What you need to do:
Show each line below that contains the word "plant", copying those lines and no others.

Excerpts of location labeling data:

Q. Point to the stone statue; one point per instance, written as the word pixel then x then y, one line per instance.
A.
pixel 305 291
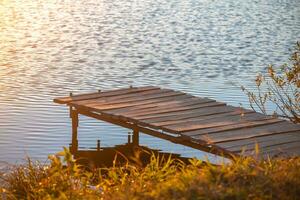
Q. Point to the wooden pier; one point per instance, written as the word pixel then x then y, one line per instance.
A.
pixel 200 123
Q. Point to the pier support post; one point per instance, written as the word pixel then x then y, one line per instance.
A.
pixel 74 116
pixel 135 136
pixel 98 145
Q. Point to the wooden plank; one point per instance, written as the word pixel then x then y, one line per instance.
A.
pixel 251 132
pixel 292 148
pixel 200 116
pixel 263 141
pixel 65 100
pixel 178 115
pixel 183 108
pixel 216 122
pixel 155 98
pixel 125 98
pixel 161 105
pixel 198 133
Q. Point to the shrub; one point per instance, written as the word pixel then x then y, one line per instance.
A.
pixel 280 87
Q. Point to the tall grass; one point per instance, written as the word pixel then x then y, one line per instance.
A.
pixel 162 178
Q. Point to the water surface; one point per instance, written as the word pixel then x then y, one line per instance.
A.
pixel 51 48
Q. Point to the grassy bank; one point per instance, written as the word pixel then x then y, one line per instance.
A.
pixel 162 178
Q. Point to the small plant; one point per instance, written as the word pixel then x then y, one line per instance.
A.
pixel 279 87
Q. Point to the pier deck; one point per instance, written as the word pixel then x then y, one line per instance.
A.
pixel 200 123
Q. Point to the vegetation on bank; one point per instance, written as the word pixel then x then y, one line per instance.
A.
pixel 162 178
pixel 280 86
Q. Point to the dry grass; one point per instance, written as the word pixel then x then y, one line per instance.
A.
pixel 244 178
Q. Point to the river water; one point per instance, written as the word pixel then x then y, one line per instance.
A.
pixel 204 47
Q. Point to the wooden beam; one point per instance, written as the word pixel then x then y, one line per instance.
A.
pixel 177 139
pixel 74 116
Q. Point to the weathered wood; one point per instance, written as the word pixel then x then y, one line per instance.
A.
pixel 164 121
pixel 176 115
pixel 251 132
pixel 200 123
pixel 74 115
pixel 262 142
pixel 65 100
pixel 159 98
pixel 231 127
pixel 177 102
pixel 127 98
pixel 167 110
pixel 216 122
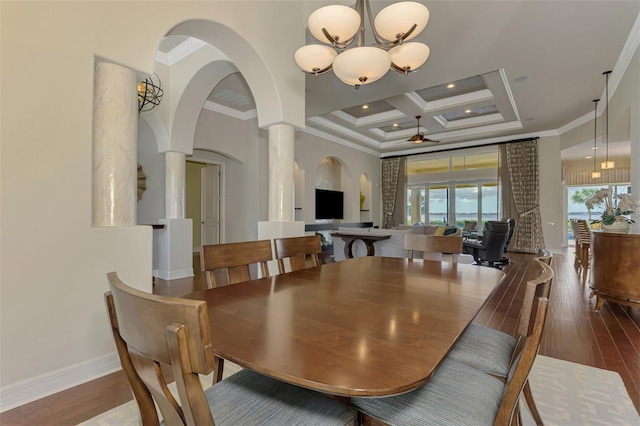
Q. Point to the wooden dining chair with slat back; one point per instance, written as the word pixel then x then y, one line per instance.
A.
pixel 457 394
pixel 433 246
pixel 235 259
pixel 492 351
pixel 302 252
pixel 151 330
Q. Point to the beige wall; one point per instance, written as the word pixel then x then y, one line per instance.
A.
pixel 55 318
pixel 193 199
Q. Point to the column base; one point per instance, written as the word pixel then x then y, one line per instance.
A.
pixel 175 249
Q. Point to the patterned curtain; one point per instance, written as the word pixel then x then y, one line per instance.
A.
pixel 522 165
pixel 390 175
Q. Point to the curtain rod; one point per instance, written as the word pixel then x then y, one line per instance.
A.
pixel 467 147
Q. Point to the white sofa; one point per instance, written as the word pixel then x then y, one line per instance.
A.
pixel 393 247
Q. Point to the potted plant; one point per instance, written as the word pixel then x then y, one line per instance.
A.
pixel 618 209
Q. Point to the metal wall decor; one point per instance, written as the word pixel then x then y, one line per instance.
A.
pixel 149 93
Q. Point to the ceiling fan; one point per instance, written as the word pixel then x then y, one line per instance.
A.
pixel 419 137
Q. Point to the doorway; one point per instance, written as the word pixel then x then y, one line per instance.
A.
pixel 205 202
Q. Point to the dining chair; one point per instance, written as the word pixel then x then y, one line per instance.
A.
pixel 151 330
pixel 302 252
pixel 433 246
pixel 457 394
pixel 492 351
pixel 235 260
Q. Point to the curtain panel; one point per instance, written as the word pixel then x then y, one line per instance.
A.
pixel 390 179
pixel 524 191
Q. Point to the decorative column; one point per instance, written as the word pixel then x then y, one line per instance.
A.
pixel 175 242
pixel 115 139
pixel 281 172
pixel 281 187
pixel 175 184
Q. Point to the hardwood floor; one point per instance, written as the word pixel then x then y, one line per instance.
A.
pixel 609 339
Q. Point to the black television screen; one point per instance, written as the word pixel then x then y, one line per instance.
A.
pixel 329 204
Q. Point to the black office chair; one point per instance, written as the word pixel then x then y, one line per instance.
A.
pixel 512 227
pixel 490 250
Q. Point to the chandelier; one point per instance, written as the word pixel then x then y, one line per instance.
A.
pixel 342 30
pixel 149 93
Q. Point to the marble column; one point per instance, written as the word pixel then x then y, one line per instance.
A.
pixel 115 136
pixel 175 185
pixel 281 188
pixel 281 172
pixel 175 242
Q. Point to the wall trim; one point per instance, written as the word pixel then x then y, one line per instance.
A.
pixel 47 384
pixel 174 275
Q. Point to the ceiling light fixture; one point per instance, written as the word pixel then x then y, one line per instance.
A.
pixel 607 164
pixel 353 62
pixel 149 94
pixel 595 174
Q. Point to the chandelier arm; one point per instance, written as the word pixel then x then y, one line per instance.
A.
pixel 401 70
pixel 319 72
pixel 380 41
pixel 336 44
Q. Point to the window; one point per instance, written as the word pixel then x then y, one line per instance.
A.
pixel 453 188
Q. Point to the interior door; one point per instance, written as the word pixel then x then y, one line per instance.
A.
pixel 210 224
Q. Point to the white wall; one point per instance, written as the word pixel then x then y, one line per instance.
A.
pixel 311 150
pixel 551 192
pixel 53 263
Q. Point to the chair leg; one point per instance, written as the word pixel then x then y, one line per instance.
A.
pixel 528 397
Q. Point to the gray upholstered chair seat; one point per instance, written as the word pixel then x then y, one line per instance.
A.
pixel 485 349
pixel 249 398
pixel 455 395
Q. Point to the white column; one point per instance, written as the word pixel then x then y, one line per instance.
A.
pixel 115 162
pixel 175 185
pixel 281 172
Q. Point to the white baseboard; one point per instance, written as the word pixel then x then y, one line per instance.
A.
pixel 29 390
pixel 173 275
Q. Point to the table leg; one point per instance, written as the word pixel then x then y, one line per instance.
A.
pixel 348 246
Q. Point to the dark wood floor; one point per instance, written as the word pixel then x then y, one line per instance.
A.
pixel 609 339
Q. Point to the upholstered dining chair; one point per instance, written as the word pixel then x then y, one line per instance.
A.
pixel 235 260
pixel 151 330
pixel 433 246
pixel 457 394
pixel 302 252
pixel 492 351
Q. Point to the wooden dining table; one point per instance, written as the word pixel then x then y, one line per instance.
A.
pixel 368 326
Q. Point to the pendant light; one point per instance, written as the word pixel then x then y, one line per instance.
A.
pixel 607 164
pixel 595 174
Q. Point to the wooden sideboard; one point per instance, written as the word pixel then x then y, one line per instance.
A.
pixel 615 268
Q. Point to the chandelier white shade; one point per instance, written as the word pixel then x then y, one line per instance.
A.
pixel 352 62
pixel 395 20
pixel 341 22
pixel 361 65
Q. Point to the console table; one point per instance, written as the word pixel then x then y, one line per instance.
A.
pixel 615 268
pixel 368 240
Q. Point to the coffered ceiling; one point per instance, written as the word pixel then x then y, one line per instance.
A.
pixel 498 70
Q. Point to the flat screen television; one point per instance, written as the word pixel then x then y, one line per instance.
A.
pixel 329 204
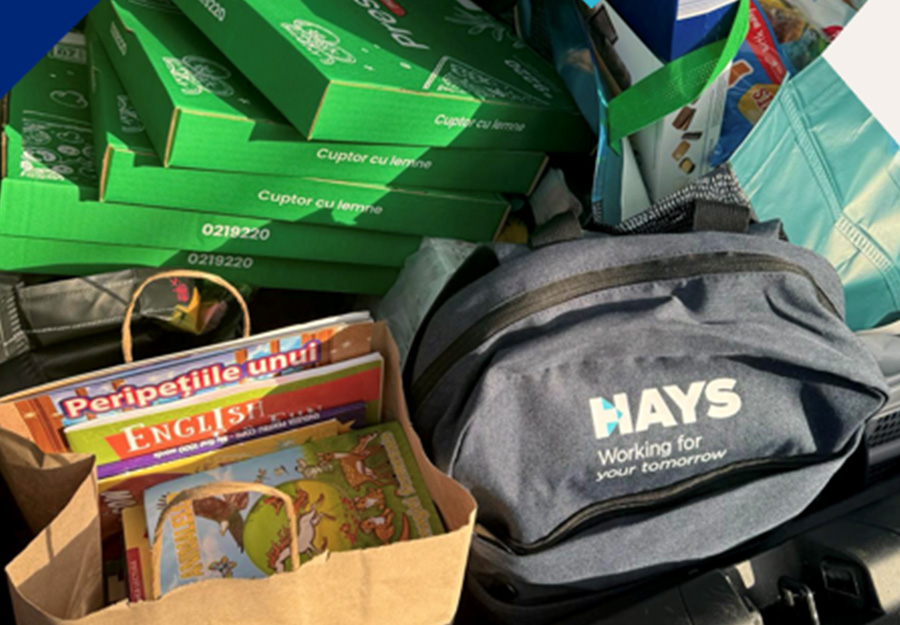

Task answer:
Q. Point to the small plant; one point per instance, written as the word pixel then x then y, one line per instance.
Q. Point to the potted plant; one point per instance, written as the word pixel then x then y, one line per instance.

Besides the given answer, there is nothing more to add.